- **Requirement**
Return the entries below in full. Keep every word as it is.

[Records from a data collection]
Start of Block

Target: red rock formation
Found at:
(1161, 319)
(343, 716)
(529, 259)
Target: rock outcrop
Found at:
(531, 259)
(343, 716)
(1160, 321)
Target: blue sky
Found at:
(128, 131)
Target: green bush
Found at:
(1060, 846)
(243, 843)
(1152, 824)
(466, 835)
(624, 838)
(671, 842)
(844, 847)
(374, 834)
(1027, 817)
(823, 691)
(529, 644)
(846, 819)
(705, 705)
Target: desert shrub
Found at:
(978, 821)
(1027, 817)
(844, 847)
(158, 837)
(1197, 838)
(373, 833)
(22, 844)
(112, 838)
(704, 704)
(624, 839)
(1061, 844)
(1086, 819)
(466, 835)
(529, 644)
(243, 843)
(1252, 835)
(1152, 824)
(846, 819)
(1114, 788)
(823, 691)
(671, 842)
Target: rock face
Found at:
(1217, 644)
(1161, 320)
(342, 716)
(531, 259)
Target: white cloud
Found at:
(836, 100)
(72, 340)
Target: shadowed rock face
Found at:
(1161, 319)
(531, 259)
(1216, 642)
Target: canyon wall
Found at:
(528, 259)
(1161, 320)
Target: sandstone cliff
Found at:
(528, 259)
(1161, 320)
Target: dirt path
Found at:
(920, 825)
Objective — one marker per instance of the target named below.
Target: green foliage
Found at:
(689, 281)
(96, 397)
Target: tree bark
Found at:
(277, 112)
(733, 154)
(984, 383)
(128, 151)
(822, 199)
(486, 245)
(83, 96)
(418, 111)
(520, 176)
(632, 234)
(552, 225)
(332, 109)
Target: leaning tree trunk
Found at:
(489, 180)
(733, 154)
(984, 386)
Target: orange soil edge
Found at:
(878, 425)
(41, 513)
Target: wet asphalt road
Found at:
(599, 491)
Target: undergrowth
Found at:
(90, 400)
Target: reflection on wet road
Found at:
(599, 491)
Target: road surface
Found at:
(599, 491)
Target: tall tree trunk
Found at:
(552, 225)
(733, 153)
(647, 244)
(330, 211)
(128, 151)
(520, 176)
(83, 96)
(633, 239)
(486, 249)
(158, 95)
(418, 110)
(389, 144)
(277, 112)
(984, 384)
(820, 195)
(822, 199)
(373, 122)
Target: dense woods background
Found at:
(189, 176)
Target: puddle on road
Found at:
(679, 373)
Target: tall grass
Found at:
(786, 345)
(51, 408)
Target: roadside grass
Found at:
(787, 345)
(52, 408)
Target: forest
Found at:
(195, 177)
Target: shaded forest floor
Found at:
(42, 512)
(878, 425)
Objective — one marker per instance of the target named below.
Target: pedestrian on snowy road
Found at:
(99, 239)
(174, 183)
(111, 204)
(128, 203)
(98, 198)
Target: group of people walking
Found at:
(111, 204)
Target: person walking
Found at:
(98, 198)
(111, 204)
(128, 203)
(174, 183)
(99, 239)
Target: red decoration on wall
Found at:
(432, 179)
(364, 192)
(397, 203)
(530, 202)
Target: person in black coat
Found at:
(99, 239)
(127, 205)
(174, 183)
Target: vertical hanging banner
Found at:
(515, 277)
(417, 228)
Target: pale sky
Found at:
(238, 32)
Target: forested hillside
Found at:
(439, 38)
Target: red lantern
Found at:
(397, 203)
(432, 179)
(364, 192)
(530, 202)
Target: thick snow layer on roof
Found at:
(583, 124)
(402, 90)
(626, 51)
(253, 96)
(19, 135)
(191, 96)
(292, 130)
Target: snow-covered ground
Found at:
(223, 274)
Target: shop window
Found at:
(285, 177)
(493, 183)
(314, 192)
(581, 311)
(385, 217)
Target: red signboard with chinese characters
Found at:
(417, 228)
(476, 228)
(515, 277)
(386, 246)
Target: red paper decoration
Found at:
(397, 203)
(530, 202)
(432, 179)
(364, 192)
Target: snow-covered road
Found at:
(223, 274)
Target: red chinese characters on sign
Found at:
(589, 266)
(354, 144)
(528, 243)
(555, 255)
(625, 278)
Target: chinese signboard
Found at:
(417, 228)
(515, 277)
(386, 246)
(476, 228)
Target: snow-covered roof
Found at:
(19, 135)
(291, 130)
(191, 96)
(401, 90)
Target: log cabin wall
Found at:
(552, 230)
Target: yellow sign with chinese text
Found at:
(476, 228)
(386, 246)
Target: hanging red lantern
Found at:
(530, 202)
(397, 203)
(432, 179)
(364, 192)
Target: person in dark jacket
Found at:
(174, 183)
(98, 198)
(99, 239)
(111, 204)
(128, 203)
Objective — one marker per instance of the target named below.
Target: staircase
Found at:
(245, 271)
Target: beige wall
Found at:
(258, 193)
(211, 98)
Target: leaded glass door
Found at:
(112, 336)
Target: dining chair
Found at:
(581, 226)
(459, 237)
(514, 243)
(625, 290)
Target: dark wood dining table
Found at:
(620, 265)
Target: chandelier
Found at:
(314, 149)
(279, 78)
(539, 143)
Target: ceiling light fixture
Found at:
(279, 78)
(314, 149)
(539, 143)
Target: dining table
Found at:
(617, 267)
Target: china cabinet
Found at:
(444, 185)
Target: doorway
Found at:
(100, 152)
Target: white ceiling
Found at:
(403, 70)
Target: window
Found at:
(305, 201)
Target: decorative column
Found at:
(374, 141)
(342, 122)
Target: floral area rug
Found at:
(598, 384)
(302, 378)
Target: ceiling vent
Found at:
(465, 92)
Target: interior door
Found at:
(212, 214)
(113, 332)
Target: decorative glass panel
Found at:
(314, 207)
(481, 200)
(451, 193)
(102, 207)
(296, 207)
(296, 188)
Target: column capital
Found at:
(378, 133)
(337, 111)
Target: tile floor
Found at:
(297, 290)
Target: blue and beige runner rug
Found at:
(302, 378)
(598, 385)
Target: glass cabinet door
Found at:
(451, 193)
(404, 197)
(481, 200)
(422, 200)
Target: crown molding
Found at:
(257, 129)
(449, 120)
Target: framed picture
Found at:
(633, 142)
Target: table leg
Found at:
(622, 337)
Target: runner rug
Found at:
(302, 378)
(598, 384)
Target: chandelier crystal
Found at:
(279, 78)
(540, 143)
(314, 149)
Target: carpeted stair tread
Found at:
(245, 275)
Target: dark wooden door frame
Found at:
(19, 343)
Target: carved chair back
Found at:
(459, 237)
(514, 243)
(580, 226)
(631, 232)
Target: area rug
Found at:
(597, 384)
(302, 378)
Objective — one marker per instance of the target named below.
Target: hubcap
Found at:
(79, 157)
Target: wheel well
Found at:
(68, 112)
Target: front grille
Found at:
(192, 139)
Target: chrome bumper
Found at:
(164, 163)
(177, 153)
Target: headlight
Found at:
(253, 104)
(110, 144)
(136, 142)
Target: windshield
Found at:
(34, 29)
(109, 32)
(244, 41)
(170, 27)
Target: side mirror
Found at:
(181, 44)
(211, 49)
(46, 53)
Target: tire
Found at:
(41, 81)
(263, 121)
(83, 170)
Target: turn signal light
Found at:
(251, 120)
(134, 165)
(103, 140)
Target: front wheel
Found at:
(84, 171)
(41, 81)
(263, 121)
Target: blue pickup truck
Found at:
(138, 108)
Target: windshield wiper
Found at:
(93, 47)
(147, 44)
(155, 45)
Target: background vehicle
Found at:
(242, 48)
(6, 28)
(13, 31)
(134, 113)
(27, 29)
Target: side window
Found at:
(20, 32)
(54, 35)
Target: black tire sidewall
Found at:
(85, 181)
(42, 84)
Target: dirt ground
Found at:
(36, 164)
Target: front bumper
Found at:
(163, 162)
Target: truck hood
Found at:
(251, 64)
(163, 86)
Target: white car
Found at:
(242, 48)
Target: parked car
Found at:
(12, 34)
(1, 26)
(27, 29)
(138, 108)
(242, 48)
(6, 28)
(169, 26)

End of Block

- **Task output**
Target: red rock formation
Found at:
(1161, 319)
(343, 716)
(529, 259)
Target: rock outcrop
Found at:
(531, 259)
(343, 716)
(1160, 321)
Target: blue sky
Found at:
(128, 131)
Target: green bush
Found at:
(1060, 846)
(243, 843)
(1152, 824)
(466, 835)
(624, 838)
(671, 842)
(844, 847)
(374, 834)
(1027, 817)
(823, 691)
(529, 644)
(846, 819)
(705, 705)
Target: desert shrub
Found at:
(978, 821)
(1027, 817)
(844, 847)
(158, 837)
(1197, 838)
(373, 833)
(22, 844)
(112, 838)
(704, 704)
(624, 839)
(1061, 844)
(1086, 819)
(466, 835)
(529, 644)
(243, 843)
(1252, 835)
(1152, 824)
(846, 819)
(1114, 788)
(823, 691)
(671, 842)
Target: rock face
Found at:
(1217, 644)
(1161, 320)
(342, 716)
(531, 259)
Target: white cloud
Found at:
(836, 100)
(72, 340)
Target: shadowed rock face
Found at:
(1161, 319)
(531, 259)
(1216, 642)
Target: canyon wall
Found at:
(528, 259)
(1161, 320)
Target: sandstone cliff
Found at:
(528, 259)
(1161, 320)
Target: dirt path
Found at:
(920, 825)
Objective — one marker per instance of the target named below.
Target: green foliage
Found at:
(689, 281)
(96, 397)
Target: tree bark
Found at:
(277, 112)
(733, 154)
(984, 383)
(128, 151)
(822, 199)
(486, 245)
(83, 96)
(418, 111)
(520, 176)
(632, 234)
(552, 225)
(332, 109)
Target: leaning tree trunk
Found at:
(489, 180)
(733, 154)
(984, 386)
Target: orange soil edge
Found at:
(878, 425)
(41, 513)
Target: wet asphalt road
Found at:
(599, 491)
Target: undergrowth
Found at:
(90, 400)
Target: reflection on wet road
Found at:
(599, 491)
Target: road surface
Found at:
(599, 491)
Target: tall tree trunk
Found at:
(552, 225)
(733, 153)
(647, 244)
(330, 211)
(128, 151)
(520, 176)
(83, 96)
(633, 239)
(486, 249)
(158, 95)
(418, 110)
(389, 144)
(277, 112)
(984, 384)
(820, 195)
(822, 199)
(373, 122)
Target: dense woods background
Found at:
(189, 176)
Target: puddle on road
Found at:
(679, 373)
Target: tall grass
Found at:
(786, 345)
(51, 408)
Target: roadside grass
Found at:
(787, 345)
(52, 408)
Target: forest
Found at:
(195, 177)
Target: shaded forest floor
Found at:
(42, 512)
(878, 425)
Objective — one marker per instance of the target named below.
Target: pedestrian on snowy road
Found at:
(99, 239)
(174, 183)
(111, 204)
(128, 203)
(98, 198)
Target: group of people walking
Found at:
(111, 204)
Target: person walking
Found at:
(98, 198)
(111, 204)
(128, 203)
(174, 183)
(99, 239)
Target: red decoration on wall
Found at:
(432, 179)
(364, 192)
(397, 203)
(530, 202)
Target: person in black coat
Found at:
(99, 239)
(127, 205)
(174, 183)
Target: vertical hanging banner
Found at:
(515, 277)
(417, 228)
Target: pale sky
Found at:
(238, 32)
Target: forested hillside
Found at:
(439, 38)
Target: red lantern
Found at:
(397, 203)
(432, 179)
(364, 192)
(530, 202)
Target: thick snow layer on roof
Found at:
(583, 124)
(402, 90)
(626, 51)
(253, 96)
(19, 135)
(191, 96)
(292, 130)
Target: snow-covered ground
Found at:
(223, 274)
Target: shop window
Found at:
(285, 177)
(493, 183)
(314, 192)
(581, 311)
(385, 217)
Target: red signboard with chinese characters
Found at:
(417, 228)
(476, 228)
(515, 277)
(386, 246)
Target: red paper decoration
Found at:
(397, 203)
(530, 202)
(432, 179)
(364, 192)
Target: snow-covered road
Found at:
(223, 274)
Target: red chinese characters on sign
Found at:
(589, 266)
(354, 144)
(528, 243)
(555, 255)
(625, 278)
Target: chinese signboard
Found at:
(417, 228)
(515, 277)
(386, 246)
(476, 228)
Target: snow-covered roof
Found at:
(19, 135)
(291, 130)
(191, 96)
(401, 90)
Target: log cabin wall
Found at:
(552, 230)
Target: yellow sign with chinese text
Found at:
(476, 228)
(386, 246)
Target: hanging red lantern
Found at:
(530, 202)
(397, 203)
(432, 179)
(364, 192)
Target: person in dark jacket
Found at:
(174, 183)
(98, 198)
(99, 239)
(111, 204)
(128, 203)
Objective — one marker per instance of the target named below.
Target: staircase
Found at:
(245, 271)
Target: beige wall
Found at:
(258, 193)
(211, 98)
Target: leaded glass door
Found at:
(112, 336)
Target: dining chair
Found at:
(581, 226)
(459, 237)
(514, 243)
(625, 290)
Target: dark wood dining table
Found at:
(620, 265)
Target: chandelier
Found at:
(314, 149)
(279, 78)
(539, 143)
Target: ceiling light fixture
Found at:
(279, 78)
(314, 149)
(539, 143)
Target: dining table
Found at:
(617, 267)
Target: china cabinet
Found at:
(444, 185)
Target: doorway
Found at:
(100, 152)
Target: white ceiling
Found at:
(403, 70)
Target: window
Found at:
(305, 201)
Target: decorative column
Found at:
(374, 141)
(342, 122)
Target: floral area rug
Found at:
(598, 384)
(302, 378)
Target: ceiling vent
Found at:
(465, 92)
Target: interior door
Found at:
(212, 214)
(113, 332)
Target: decorative glass panel
Found at:
(314, 207)
(481, 200)
(451, 193)
(102, 207)
(296, 207)
(296, 188)
Target: column capital
Found at:
(378, 133)
(337, 111)
Target: tile floor
Found at:
(297, 290)
Target: blue and beige runner rug
Found at:
(302, 378)
(598, 385)
Target: glass cabinet door
Found at:
(451, 193)
(404, 197)
(481, 200)
(422, 200)
Target: crown molding
Found at:
(257, 129)
(449, 120)
Target: framed picture
Found at:
(633, 142)
Target: table leg
Found at:
(622, 337)
Target: runner rug
Found at:
(302, 378)
(598, 384)
Target: chandelier crystal
Found at:
(279, 78)
(540, 143)
(314, 149)
Target: carpeted stair tread
Found at:
(245, 275)
Target: dark wooden door frame
Found at:
(19, 343)
Target: carved chair back
Found at:
(459, 237)
(514, 243)
(580, 226)
(631, 232)
Target: area rug
Found at:
(597, 384)
(302, 378)
Objective — one marker per instance of the target named below.
Target: hubcap
Found at:
(79, 157)
Target: wheel well
Found at:
(68, 112)
Target: front grille
Found at:
(192, 139)
Target: chrome bumper
Found at:
(164, 163)
(177, 153)
Target: headlight
Found at:
(253, 104)
(110, 144)
(136, 142)
Target: windshield
Found at:
(34, 29)
(109, 32)
(244, 41)
(170, 27)
Target: side mirror
Found at:
(181, 44)
(211, 49)
(46, 53)
Target: tire
Found at:
(41, 81)
(263, 121)
(83, 170)
Target: turn signal light
Found at:
(251, 120)
(134, 165)
(103, 140)
Target: front wheel
Found at:
(84, 171)
(41, 81)
(263, 121)
Target: blue pickup truck
Found at:
(138, 108)
Target: windshield wiper
Found at:
(93, 47)
(147, 44)
(155, 45)
Target: background vehicle
Found at:
(242, 48)
(6, 28)
(13, 31)
(134, 113)
(27, 29)
Target: side window
Found at:
(20, 32)
(54, 35)
Target: black tire sidewall
Found at:
(85, 181)
(42, 84)
Target: dirt ground
Found at:
(36, 164)
Target: front bumper
Found at:
(163, 162)
Target: truck hood
Found at:
(251, 64)
(163, 86)
Target: white car
Found at:
(242, 48)
Target: parked car
Found at:
(12, 34)
(1, 26)
(27, 29)
(138, 108)
(242, 48)
(6, 28)
(169, 26)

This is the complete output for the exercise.